--- Dataset records Enclosed Below ---

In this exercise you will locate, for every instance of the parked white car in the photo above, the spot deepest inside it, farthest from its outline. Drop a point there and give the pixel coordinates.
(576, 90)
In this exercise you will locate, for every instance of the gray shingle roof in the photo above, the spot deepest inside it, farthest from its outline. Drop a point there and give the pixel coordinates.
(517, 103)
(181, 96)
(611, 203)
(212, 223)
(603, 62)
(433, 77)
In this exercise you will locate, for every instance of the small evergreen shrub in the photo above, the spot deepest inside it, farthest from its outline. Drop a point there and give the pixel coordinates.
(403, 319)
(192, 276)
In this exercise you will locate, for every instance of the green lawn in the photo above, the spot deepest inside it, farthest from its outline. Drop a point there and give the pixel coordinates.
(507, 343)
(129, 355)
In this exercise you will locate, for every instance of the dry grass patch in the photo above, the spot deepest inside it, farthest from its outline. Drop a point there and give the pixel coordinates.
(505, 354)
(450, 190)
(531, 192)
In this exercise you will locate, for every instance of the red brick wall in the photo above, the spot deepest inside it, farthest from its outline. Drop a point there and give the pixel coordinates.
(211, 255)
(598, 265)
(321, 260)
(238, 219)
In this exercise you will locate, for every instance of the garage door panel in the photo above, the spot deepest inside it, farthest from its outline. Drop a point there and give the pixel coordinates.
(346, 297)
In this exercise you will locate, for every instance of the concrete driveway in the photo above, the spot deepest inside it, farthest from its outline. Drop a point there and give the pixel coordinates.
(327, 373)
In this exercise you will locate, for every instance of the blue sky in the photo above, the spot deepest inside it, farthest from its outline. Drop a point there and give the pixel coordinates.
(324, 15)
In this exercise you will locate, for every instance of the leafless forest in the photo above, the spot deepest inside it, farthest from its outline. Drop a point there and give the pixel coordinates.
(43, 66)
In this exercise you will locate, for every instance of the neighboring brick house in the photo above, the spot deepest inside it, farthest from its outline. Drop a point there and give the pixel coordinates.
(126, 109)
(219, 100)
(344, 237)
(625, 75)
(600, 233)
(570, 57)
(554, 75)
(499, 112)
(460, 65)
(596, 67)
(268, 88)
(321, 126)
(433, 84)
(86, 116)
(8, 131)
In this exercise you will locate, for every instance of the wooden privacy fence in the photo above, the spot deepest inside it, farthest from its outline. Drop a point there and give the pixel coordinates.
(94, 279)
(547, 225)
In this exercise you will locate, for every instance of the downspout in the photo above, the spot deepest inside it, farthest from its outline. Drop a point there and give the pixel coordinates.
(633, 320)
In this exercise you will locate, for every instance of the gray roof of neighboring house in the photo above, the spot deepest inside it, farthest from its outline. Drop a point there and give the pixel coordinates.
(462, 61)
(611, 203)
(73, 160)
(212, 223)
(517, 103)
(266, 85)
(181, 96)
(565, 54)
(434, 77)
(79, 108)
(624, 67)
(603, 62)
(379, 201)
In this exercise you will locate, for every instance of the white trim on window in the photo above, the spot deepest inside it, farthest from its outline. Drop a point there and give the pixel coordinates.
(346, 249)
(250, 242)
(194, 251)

--- End of Enclosed Dataset records ---

# Problem statement
The listing above should be repeated in its entirety, unchanged.

# Answer section
In this exercise you will locate, for every instance of the parked white car in the photo above, the spot deepest inside it, farthest from its outline. Drop a point there and give the pixel coordinates.
(576, 90)
In this exercise you will locate, for every instance of the gray shingle roof in the photo above, the spot deepest inside it, farthest from its outline. Drop a point there and give the pixel coordinates.
(517, 103)
(181, 96)
(611, 203)
(212, 223)
(603, 62)
(433, 77)
In this exercise you will locate, for every instance of the small evergreen shrub in the photo above, the spot deepest inside it, farthest from its outline. Drop a point there and give the pixel coordinates.
(403, 319)
(192, 276)
In this exercise you will locate, for every instance of the green lawn in the photo above, the spot deepest inside it, farthest from its outline. Drop a point there and give the pixel coordinates.
(507, 343)
(129, 355)
In this exercise you will locate, for every instance of the dry grass patch in the photo above, the spot deepest inside it, farthest from its outline. Drop a point there and give the pixel coordinates.
(505, 354)
(450, 190)
(531, 192)
In this exercise you will locate, for every instance of the red brick wall in the photo above, the spot deepest inside it, farthest from its outline. Drop a point there and give the pixel coordinates.
(211, 255)
(598, 265)
(321, 260)
(238, 219)
In this exercise you will locate, for every instance of the garage door panel in the photo above, the spot deepest inside it, farthest from its outline. Drop a point there and give the pixel coordinates.
(346, 297)
In this exercise you will locate, for every instance of the concrete driveway in the photo above, the spot deepest inside it, farthest from its outline. Drop a point there and give the pixel coordinates.
(327, 373)
In this exercise you will locate, for every instance of the blue sky in the photo above, the spot deepest inside it, farthest from its outline. Drop a point there and give the pixel coordinates.
(324, 15)
In this exercise you will locate, for every instance of the leafless forest in the photo above, the spot deepest inside it, farthest from its outline. Drop a point there and give the pixel coordinates.
(43, 66)
In this exercise you will locate, for every instance of the neighboring brick house in the photo above, the spot deepest inside it, farthest from its outline. Drop a point there and give the pixel coordinates.
(126, 109)
(219, 100)
(344, 237)
(625, 75)
(600, 233)
(570, 57)
(554, 75)
(499, 112)
(460, 65)
(596, 67)
(268, 88)
(321, 126)
(433, 84)
(86, 116)
(8, 131)
In this exercise you will locate, for every instance of the wooden privacy fence in the photo above, the spot deepest inside it, farthest from its outline. Drop a point there and give the pixel coordinates.
(94, 279)
(547, 225)
In this exercise you will locate, for every instance of the downspout in the photo above, the spot deepest inside it, farthest from its outline. Drop a point there and give the pixel coordinates.
(633, 320)
In this exercise you will locate, for every instance of the gray roof of neighboring house in the photo above, the spot deepest inside it, farthest from its outline. Drop a point there and give the pixel coordinates.
(462, 61)
(611, 203)
(73, 160)
(212, 223)
(517, 103)
(266, 85)
(181, 96)
(565, 54)
(434, 77)
(79, 108)
(624, 67)
(603, 62)
(379, 201)
In this exercise you will locate, for every instance of the white trim on window in the photo above, the spot deepest inside it, farthest from its outline. Drop a point there and give the pixel coordinates.
(346, 249)
(250, 242)
(194, 251)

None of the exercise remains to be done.